Shift the answer coordinates in the records below by adding 110 to each one, then write out only the lines from the line containing "Would you point at the distant hill" up to and including the line containing "point(327, 82)", requests and all. Leave the coordinates in the requests and their format samples unchanged.

** start **

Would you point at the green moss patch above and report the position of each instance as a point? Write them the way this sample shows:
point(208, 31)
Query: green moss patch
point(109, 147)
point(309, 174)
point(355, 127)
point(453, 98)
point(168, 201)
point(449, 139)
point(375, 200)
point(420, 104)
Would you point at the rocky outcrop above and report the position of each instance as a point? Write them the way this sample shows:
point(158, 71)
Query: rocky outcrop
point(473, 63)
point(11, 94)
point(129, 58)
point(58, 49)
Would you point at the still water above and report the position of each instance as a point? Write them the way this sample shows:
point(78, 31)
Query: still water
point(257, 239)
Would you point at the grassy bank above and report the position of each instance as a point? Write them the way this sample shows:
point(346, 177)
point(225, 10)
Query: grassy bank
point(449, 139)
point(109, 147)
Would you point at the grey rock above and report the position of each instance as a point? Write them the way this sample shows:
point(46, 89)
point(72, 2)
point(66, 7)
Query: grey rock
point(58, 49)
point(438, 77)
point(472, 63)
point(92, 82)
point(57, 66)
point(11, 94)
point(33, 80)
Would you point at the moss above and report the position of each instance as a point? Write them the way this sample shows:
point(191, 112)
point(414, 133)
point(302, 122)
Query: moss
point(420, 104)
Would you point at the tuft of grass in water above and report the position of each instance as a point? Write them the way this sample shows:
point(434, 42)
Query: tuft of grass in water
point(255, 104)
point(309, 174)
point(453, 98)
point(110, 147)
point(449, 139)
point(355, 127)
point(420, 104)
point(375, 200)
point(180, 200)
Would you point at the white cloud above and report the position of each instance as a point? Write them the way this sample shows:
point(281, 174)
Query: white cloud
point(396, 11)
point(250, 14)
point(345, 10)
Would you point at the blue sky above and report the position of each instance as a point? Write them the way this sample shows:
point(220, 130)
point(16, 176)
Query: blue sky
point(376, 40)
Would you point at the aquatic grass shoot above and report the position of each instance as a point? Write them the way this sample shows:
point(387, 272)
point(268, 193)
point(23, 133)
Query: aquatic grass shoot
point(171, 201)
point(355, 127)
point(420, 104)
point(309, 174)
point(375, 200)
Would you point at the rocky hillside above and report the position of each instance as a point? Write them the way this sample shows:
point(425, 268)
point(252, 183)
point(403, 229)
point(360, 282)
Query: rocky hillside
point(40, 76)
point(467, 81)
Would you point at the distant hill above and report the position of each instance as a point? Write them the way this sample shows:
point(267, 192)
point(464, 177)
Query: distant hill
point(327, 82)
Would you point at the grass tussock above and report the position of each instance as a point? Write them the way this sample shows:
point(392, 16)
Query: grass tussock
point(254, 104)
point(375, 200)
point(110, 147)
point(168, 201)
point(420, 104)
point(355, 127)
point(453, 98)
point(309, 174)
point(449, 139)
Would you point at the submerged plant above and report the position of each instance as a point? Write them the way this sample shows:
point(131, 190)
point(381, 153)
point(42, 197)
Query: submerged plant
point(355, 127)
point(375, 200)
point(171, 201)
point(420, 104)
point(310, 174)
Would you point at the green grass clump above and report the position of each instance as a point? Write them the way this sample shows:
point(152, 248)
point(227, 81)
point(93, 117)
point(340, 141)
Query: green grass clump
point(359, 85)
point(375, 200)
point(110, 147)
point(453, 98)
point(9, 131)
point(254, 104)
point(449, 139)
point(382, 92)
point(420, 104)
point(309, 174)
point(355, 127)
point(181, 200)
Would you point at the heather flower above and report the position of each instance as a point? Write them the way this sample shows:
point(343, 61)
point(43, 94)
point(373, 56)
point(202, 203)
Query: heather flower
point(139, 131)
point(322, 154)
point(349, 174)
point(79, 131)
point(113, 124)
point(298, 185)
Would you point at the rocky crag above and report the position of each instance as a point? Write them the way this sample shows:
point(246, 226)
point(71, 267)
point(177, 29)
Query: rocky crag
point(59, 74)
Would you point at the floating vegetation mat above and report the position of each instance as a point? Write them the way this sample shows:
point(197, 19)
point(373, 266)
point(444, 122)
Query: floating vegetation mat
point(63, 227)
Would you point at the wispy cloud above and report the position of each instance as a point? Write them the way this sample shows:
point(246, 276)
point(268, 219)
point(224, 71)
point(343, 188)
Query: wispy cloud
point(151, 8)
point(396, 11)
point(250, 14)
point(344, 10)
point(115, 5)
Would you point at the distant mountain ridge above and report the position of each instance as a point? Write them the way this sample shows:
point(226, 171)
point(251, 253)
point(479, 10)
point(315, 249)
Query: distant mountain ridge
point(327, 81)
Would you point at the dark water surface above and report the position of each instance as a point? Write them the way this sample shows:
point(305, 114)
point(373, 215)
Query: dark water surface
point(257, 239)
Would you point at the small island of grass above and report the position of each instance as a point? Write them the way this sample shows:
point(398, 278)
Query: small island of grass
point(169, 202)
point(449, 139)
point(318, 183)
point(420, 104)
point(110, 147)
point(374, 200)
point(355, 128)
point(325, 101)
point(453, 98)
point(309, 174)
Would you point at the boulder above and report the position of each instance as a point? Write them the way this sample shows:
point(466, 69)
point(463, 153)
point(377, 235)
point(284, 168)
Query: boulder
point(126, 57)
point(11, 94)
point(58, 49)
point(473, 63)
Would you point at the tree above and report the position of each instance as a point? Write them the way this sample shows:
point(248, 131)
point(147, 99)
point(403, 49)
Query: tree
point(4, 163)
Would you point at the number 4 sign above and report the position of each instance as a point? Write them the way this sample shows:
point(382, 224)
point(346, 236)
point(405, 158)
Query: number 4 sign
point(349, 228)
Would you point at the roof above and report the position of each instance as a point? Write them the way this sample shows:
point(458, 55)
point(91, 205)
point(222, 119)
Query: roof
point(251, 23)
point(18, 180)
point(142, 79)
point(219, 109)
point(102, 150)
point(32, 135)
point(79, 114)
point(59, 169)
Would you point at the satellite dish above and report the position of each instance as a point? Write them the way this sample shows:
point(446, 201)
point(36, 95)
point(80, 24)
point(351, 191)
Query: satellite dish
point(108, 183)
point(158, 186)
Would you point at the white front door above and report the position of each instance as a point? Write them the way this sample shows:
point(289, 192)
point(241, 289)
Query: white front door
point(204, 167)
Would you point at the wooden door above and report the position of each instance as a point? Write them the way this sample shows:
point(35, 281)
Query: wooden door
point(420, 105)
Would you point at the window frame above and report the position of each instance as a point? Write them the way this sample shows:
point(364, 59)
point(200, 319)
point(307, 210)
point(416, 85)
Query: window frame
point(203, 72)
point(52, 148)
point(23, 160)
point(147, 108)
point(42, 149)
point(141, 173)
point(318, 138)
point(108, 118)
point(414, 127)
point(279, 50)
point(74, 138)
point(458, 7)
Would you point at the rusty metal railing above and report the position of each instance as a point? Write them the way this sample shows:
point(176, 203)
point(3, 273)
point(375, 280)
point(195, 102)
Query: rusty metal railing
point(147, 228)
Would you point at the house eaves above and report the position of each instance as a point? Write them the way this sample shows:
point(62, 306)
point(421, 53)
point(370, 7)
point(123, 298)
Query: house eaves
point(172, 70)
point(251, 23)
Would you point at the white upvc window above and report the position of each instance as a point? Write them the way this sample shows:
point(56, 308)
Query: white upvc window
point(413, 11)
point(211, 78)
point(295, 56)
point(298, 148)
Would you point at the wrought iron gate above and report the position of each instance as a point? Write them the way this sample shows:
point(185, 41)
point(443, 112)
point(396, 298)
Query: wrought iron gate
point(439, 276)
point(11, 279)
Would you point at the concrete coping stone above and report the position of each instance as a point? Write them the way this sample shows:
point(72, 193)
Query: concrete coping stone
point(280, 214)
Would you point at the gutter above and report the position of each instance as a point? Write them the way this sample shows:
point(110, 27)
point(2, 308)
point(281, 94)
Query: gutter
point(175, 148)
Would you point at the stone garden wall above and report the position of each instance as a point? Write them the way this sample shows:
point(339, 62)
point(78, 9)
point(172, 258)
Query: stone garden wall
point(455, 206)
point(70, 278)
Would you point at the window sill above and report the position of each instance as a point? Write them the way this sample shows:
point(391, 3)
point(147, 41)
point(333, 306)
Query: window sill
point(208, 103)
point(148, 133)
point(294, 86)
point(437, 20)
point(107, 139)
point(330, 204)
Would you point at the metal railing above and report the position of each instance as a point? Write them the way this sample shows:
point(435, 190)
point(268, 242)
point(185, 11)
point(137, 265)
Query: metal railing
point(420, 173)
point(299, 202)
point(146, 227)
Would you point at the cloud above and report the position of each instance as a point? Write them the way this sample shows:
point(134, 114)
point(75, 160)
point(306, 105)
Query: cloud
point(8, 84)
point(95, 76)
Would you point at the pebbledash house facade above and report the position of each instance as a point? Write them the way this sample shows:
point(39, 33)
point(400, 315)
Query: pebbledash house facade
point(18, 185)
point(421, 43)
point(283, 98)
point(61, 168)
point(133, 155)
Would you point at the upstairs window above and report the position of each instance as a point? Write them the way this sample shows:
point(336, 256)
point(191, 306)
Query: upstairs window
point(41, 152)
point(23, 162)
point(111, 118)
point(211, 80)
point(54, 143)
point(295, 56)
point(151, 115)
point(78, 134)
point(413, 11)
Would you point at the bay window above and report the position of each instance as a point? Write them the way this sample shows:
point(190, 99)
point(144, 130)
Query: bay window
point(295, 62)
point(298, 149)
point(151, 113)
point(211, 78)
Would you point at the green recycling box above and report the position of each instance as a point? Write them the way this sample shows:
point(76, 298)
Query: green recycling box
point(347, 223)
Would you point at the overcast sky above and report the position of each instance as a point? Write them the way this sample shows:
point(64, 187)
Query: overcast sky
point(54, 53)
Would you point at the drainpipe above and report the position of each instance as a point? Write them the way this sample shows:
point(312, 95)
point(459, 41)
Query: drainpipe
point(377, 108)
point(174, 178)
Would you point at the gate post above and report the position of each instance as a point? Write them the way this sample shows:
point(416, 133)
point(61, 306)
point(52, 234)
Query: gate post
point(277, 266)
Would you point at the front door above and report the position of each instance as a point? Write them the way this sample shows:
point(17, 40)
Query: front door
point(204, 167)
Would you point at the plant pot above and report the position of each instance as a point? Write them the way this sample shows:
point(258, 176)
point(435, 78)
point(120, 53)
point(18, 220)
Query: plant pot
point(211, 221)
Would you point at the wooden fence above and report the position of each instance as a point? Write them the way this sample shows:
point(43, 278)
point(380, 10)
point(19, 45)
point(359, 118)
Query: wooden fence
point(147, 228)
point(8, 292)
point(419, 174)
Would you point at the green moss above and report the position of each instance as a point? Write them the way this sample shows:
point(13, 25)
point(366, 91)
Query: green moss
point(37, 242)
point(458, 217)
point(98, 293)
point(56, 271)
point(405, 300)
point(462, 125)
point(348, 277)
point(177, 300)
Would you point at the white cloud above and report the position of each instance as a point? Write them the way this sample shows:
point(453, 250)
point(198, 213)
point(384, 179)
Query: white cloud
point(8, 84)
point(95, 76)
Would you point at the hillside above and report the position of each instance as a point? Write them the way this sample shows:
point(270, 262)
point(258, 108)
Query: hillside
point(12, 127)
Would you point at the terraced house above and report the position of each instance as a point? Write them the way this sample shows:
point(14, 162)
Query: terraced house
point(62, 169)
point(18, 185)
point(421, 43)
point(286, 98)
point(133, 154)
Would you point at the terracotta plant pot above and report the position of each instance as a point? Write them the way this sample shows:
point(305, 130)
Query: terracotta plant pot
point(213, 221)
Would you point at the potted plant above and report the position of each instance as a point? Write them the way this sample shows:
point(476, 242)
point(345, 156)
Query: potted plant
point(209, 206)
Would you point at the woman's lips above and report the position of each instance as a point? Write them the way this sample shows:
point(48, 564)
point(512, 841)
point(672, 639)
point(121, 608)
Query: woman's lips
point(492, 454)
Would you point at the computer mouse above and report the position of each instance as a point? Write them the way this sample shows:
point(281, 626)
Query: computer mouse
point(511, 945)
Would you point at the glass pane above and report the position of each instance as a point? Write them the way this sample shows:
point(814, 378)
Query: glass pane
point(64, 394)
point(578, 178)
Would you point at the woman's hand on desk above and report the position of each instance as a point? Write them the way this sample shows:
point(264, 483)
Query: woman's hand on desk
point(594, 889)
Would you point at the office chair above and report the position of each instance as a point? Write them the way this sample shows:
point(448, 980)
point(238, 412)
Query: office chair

** end **

Result:
Would you point at the distant hill above and report the position of each instance as a point? Write them the way this sample shows:
point(267, 192)
point(464, 177)
Query: distant hill
point(437, 192)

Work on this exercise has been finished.